═══ Supplied material

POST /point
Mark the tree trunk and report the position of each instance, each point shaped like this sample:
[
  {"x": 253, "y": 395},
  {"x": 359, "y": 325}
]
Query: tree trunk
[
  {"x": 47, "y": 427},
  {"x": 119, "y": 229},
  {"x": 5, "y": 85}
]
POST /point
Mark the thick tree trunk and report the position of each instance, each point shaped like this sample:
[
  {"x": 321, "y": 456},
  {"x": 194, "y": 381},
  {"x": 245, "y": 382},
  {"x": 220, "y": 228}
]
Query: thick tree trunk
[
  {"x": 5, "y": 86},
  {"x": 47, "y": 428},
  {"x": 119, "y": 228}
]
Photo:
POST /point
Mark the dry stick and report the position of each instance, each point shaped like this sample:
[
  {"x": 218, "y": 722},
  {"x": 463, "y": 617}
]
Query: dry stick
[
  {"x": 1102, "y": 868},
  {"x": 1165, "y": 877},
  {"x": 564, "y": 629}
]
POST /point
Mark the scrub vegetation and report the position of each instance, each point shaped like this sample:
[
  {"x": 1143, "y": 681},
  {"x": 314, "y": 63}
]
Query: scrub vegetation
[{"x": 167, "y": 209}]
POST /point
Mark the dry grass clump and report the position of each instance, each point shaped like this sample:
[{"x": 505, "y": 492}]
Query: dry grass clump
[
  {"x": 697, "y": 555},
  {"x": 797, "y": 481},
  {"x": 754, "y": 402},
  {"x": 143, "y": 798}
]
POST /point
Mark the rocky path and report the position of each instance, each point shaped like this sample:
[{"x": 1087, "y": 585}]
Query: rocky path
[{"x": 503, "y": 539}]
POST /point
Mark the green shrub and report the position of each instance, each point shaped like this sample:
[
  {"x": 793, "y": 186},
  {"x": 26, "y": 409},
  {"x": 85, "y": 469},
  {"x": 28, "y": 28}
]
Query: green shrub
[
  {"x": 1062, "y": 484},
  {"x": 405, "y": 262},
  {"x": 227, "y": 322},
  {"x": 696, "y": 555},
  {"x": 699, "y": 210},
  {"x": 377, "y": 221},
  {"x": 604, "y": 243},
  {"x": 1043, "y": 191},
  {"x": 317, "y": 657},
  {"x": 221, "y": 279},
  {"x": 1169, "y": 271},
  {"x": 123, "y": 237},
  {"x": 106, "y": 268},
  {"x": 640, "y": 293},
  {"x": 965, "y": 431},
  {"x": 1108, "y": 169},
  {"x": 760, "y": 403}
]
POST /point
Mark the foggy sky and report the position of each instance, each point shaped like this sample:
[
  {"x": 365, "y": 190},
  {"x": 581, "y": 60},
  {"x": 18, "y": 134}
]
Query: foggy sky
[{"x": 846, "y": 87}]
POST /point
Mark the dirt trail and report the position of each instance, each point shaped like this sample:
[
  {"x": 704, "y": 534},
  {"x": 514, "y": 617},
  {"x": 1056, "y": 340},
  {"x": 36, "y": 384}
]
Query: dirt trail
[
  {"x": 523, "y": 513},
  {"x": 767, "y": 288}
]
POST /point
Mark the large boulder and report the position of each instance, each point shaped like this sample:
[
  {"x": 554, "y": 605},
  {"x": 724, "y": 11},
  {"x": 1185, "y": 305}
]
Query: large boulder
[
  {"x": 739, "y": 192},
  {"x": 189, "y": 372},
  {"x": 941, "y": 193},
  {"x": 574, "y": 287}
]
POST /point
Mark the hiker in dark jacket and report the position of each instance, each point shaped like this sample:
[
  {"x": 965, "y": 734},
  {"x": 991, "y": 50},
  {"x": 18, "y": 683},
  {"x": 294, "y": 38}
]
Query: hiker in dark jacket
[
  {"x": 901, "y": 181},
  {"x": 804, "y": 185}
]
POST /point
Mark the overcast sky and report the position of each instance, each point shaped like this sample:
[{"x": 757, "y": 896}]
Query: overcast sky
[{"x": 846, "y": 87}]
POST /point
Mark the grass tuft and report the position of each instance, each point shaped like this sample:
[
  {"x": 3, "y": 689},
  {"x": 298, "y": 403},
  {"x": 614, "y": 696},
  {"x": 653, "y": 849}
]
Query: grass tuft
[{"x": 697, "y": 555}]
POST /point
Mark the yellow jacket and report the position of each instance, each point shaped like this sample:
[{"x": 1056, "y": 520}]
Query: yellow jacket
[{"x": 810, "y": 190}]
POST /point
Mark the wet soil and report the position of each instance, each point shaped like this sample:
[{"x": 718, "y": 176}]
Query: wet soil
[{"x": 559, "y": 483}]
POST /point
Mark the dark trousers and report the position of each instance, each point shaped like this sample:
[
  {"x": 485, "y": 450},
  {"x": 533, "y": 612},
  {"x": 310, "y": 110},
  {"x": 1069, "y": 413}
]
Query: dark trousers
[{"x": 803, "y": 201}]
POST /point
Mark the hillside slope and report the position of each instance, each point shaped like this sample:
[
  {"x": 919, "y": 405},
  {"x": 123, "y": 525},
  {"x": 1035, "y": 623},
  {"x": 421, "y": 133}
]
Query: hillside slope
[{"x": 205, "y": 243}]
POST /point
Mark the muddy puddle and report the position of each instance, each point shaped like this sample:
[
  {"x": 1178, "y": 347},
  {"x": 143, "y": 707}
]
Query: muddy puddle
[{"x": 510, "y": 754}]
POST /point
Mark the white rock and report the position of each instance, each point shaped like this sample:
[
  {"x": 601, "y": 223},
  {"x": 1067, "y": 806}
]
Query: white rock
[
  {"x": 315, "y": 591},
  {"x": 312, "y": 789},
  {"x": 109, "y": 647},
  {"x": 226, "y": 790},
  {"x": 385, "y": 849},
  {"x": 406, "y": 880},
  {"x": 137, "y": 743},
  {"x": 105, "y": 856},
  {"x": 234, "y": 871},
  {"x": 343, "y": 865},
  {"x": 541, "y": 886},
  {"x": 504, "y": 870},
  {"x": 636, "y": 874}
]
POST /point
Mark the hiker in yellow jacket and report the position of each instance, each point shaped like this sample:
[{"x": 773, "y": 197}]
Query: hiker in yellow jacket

══════

▶ What you will do:
Please list every line in the rows above that contains the word "hillside", copying each one in full.

▶ Complete response:
Mark the hillside slope and report the position of each instance, each point shaped like this sample:
Query: hillside slope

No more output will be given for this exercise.